>>>>
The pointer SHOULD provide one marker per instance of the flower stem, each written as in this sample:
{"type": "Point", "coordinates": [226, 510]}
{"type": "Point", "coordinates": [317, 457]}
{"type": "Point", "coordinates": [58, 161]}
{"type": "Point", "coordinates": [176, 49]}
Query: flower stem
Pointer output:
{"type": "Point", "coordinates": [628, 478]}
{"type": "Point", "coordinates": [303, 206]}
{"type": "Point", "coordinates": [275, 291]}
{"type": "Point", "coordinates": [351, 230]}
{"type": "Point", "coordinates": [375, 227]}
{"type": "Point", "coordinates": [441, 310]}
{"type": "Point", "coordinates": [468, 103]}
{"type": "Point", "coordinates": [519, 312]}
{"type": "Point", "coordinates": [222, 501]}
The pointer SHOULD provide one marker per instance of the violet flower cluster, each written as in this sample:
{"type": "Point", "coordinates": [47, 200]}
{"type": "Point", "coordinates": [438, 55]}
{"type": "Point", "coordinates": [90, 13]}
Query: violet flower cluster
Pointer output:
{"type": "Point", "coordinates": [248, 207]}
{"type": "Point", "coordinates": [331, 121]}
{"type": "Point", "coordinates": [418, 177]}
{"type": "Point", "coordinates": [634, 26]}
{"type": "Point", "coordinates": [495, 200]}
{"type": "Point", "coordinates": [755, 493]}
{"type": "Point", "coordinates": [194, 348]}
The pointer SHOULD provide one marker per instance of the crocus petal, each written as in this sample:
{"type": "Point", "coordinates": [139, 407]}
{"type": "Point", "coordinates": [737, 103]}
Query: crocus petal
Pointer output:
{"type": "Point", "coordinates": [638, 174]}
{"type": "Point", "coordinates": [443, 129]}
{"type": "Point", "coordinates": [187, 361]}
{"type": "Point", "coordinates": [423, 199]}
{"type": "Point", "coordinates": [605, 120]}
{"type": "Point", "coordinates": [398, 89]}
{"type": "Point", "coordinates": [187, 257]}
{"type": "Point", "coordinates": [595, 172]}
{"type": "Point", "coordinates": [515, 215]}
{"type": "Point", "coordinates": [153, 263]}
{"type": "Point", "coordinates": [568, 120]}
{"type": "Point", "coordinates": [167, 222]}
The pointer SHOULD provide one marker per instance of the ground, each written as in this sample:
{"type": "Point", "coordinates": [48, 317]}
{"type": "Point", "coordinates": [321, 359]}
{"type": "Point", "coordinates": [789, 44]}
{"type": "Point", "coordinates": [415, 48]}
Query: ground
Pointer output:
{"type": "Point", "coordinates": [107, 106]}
<<<<
▶ SET EXERCISE
Switch "marker" to "point" wherever it occurs in the items above, and write the items out again with nothing else changed.

▶ ANSWER TO THE PROBLEM
The pointer SHOULD provide one point per instance of the flower stem, each written as in this sample:
{"type": "Point", "coordinates": [226, 510]}
{"type": "Point", "coordinates": [317, 457]}
{"type": "Point", "coordinates": [58, 161]}
{"type": "Point", "coordinates": [176, 49]}
Query: flower stem
Pointer output:
{"type": "Point", "coordinates": [628, 478]}
{"type": "Point", "coordinates": [303, 206]}
{"type": "Point", "coordinates": [275, 291]}
{"type": "Point", "coordinates": [351, 230]}
{"type": "Point", "coordinates": [375, 227]}
{"type": "Point", "coordinates": [441, 310]}
{"type": "Point", "coordinates": [468, 103]}
{"type": "Point", "coordinates": [519, 312]}
{"type": "Point", "coordinates": [222, 501]}
The pointer SHOULD provide one point per instance of the violet flower cluster, each written as in this sample:
{"type": "Point", "coordinates": [47, 200]}
{"type": "Point", "coordinates": [438, 55]}
{"type": "Point", "coordinates": [90, 13]}
Query: violet flower cluster
Pointer output:
{"type": "Point", "coordinates": [248, 207]}
{"type": "Point", "coordinates": [331, 121]}
{"type": "Point", "coordinates": [418, 177]}
{"type": "Point", "coordinates": [634, 26]}
{"type": "Point", "coordinates": [495, 200]}
{"type": "Point", "coordinates": [755, 493]}
{"type": "Point", "coordinates": [194, 348]}
The pointer SHOULD provide one point per instance of the crocus petal, each written as in this sample:
{"type": "Point", "coordinates": [139, 407]}
{"type": "Point", "coordinates": [737, 103]}
Query: crocus petal
Pointer output:
{"type": "Point", "coordinates": [638, 174]}
{"type": "Point", "coordinates": [443, 129]}
{"type": "Point", "coordinates": [187, 361]}
{"type": "Point", "coordinates": [423, 199]}
{"type": "Point", "coordinates": [605, 120]}
{"type": "Point", "coordinates": [398, 89]}
{"type": "Point", "coordinates": [187, 257]}
{"type": "Point", "coordinates": [595, 172]}
{"type": "Point", "coordinates": [515, 215]}
{"type": "Point", "coordinates": [153, 263]}
{"type": "Point", "coordinates": [568, 120]}
{"type": "Point", "coordinates": [167, 222]}
The pointer SHOULD provide one point per instance of the ground, each written as in this sample:
{"type": "Point", "coordinates": [48, 317]}
{"type": "Point", "coordinates": [321, 359]}
{"type": "Point", "coordinates": [789, 44]}
{"type": "Point", "coordinates": [415, 48]}
Query: ground
Pointer output:
{"type": "Point", "coordinates": [107, 106]}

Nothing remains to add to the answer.